## Exercise requirements
Pull out every line of the data below that contains the word "short", and list those lines in the order they appear.

[Entries from a dataset]
***

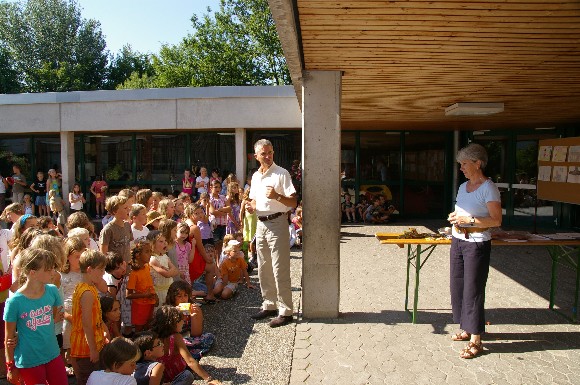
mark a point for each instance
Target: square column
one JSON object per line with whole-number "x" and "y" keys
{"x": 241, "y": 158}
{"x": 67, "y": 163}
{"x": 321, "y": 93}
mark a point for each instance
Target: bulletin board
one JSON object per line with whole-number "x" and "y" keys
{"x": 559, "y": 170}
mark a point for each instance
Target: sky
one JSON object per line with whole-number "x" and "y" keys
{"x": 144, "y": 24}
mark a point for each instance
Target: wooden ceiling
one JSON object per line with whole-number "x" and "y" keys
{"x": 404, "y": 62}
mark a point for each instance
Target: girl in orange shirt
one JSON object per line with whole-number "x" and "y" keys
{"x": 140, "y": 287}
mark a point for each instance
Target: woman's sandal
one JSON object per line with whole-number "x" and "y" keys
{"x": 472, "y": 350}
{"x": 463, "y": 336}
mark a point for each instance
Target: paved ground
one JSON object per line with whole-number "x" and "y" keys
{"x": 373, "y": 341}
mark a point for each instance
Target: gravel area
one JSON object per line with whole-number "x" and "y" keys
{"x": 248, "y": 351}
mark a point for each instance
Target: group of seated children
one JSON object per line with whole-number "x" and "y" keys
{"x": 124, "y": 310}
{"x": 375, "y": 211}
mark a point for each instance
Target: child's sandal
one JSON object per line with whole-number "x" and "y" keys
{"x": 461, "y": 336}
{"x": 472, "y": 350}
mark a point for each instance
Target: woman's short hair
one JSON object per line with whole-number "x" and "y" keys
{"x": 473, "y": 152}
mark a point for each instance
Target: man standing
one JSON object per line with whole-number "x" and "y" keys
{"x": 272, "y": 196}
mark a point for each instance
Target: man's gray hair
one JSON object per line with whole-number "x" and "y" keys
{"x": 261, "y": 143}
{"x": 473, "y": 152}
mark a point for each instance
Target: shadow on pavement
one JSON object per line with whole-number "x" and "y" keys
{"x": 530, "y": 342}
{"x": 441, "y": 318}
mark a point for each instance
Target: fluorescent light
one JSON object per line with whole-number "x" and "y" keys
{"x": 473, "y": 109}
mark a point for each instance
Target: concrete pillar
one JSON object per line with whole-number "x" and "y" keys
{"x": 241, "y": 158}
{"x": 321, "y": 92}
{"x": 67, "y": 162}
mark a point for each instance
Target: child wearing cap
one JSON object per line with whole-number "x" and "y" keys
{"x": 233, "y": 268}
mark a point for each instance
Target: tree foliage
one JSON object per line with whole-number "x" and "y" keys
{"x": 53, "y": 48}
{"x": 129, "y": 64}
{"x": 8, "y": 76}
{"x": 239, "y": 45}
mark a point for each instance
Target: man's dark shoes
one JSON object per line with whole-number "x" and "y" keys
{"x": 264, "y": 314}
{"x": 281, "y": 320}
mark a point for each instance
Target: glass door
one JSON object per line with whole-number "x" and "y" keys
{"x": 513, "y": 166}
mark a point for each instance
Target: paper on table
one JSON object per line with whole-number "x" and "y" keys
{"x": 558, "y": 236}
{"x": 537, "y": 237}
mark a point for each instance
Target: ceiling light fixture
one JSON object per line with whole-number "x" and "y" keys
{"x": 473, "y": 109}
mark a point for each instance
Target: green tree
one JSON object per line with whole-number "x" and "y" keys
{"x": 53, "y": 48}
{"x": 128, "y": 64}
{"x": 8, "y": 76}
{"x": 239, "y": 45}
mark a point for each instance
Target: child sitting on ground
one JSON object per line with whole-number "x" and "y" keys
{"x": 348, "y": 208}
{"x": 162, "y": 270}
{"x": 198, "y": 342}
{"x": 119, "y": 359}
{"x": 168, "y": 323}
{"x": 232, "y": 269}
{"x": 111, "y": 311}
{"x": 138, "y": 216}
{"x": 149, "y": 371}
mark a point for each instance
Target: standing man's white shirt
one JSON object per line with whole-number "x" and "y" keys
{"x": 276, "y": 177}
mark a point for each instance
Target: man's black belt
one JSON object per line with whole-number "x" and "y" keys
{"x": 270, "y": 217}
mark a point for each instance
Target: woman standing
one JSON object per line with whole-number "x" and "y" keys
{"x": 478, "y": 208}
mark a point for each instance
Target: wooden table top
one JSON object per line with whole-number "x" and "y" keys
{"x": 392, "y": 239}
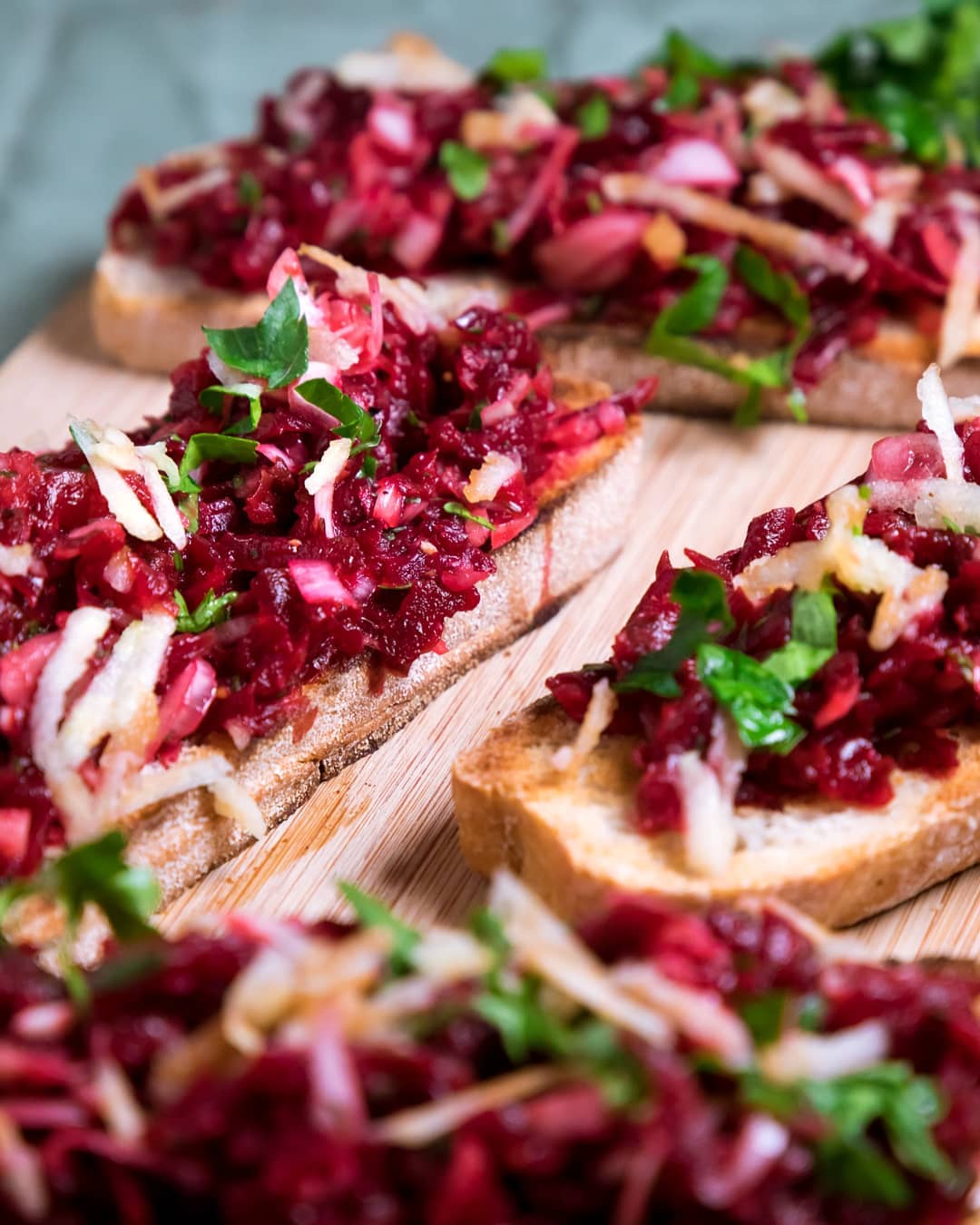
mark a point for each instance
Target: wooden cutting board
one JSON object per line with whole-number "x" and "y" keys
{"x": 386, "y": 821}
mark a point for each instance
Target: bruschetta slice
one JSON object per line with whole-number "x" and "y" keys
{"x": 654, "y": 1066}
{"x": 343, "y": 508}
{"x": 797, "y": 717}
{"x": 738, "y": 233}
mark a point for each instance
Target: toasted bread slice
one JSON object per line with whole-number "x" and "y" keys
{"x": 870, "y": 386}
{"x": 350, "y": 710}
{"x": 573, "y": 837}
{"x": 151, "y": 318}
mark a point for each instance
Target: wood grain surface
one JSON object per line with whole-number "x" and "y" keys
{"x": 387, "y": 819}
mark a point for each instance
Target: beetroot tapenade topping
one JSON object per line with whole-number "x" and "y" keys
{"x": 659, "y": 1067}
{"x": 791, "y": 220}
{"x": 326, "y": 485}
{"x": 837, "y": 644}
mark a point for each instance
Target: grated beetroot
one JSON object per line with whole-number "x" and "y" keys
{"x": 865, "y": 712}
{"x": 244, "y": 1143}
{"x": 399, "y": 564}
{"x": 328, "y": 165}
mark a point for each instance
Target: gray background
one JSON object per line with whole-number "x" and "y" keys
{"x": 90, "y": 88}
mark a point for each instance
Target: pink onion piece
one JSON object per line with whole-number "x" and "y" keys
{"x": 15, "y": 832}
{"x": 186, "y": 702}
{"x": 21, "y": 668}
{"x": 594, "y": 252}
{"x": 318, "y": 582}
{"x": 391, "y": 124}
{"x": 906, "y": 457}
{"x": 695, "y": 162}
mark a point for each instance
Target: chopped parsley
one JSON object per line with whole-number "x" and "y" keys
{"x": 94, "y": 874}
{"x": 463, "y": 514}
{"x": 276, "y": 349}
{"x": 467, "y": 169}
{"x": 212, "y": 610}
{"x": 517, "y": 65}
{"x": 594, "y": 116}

***

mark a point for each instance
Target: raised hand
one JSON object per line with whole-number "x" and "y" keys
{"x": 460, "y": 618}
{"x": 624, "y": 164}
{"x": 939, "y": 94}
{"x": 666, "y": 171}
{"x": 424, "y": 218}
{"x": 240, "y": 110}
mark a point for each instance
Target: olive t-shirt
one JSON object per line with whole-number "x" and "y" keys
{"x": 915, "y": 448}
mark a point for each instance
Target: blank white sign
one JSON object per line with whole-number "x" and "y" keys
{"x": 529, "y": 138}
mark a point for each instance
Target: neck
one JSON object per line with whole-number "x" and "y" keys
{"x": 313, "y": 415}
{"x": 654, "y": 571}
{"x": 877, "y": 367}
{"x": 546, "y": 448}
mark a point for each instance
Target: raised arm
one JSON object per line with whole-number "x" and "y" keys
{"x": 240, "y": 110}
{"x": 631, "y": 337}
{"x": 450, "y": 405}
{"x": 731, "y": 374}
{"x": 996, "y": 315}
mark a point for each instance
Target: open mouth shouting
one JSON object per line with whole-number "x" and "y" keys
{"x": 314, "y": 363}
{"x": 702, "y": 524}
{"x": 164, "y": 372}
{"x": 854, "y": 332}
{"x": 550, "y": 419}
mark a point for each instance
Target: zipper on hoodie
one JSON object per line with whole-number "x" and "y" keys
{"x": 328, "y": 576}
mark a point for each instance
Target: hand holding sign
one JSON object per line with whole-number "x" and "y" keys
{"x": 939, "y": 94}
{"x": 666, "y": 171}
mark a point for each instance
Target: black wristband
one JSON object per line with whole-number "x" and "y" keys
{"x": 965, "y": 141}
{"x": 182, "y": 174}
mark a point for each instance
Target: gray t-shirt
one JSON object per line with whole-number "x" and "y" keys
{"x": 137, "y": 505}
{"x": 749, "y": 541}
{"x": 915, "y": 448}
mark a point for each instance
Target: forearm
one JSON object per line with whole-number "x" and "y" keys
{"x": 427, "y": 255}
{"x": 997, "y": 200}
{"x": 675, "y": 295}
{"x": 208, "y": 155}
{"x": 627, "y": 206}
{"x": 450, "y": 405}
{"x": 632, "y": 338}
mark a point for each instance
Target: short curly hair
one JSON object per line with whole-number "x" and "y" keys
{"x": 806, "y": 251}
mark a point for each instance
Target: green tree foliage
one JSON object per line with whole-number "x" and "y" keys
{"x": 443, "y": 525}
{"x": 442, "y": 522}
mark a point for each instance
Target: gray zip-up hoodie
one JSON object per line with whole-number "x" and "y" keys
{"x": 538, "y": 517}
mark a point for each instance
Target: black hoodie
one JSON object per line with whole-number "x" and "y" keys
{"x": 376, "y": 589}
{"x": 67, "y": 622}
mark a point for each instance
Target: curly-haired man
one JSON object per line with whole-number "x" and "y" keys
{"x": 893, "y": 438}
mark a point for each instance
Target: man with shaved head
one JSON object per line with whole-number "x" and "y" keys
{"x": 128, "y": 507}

***

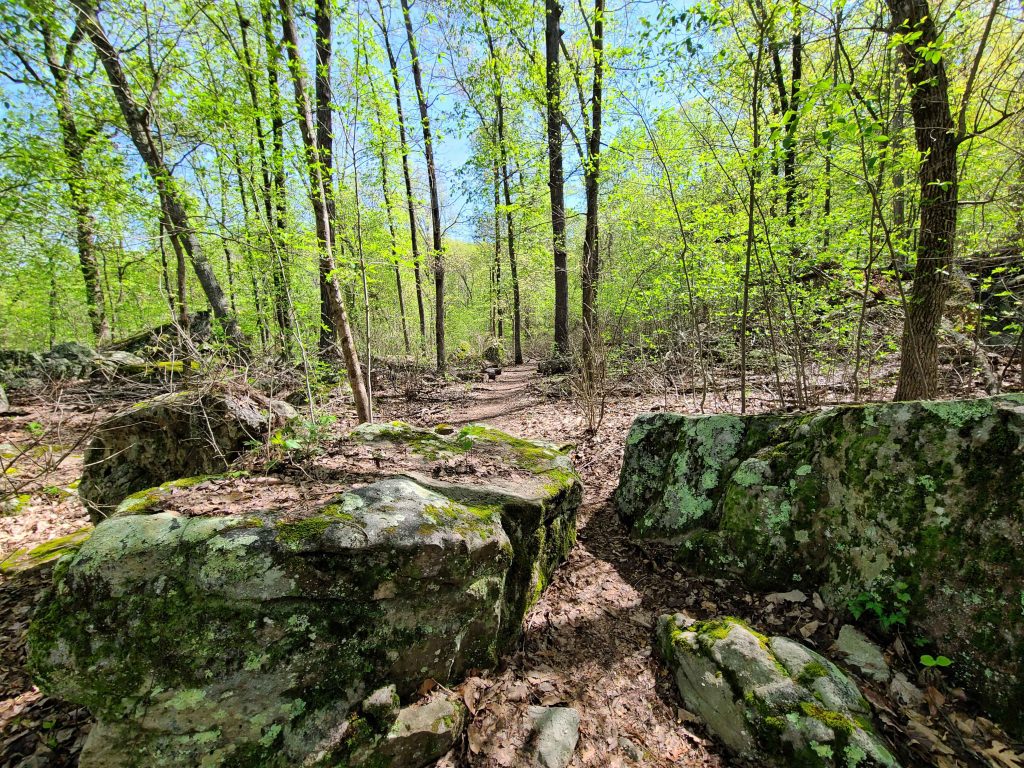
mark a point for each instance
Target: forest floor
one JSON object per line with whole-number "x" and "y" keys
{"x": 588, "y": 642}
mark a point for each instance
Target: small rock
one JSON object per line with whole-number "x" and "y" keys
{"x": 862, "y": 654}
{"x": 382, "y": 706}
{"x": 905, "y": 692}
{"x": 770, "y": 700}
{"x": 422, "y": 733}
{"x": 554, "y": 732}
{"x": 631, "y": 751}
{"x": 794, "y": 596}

***

## Correct output
Target: woman's short hair
Target: short curly hair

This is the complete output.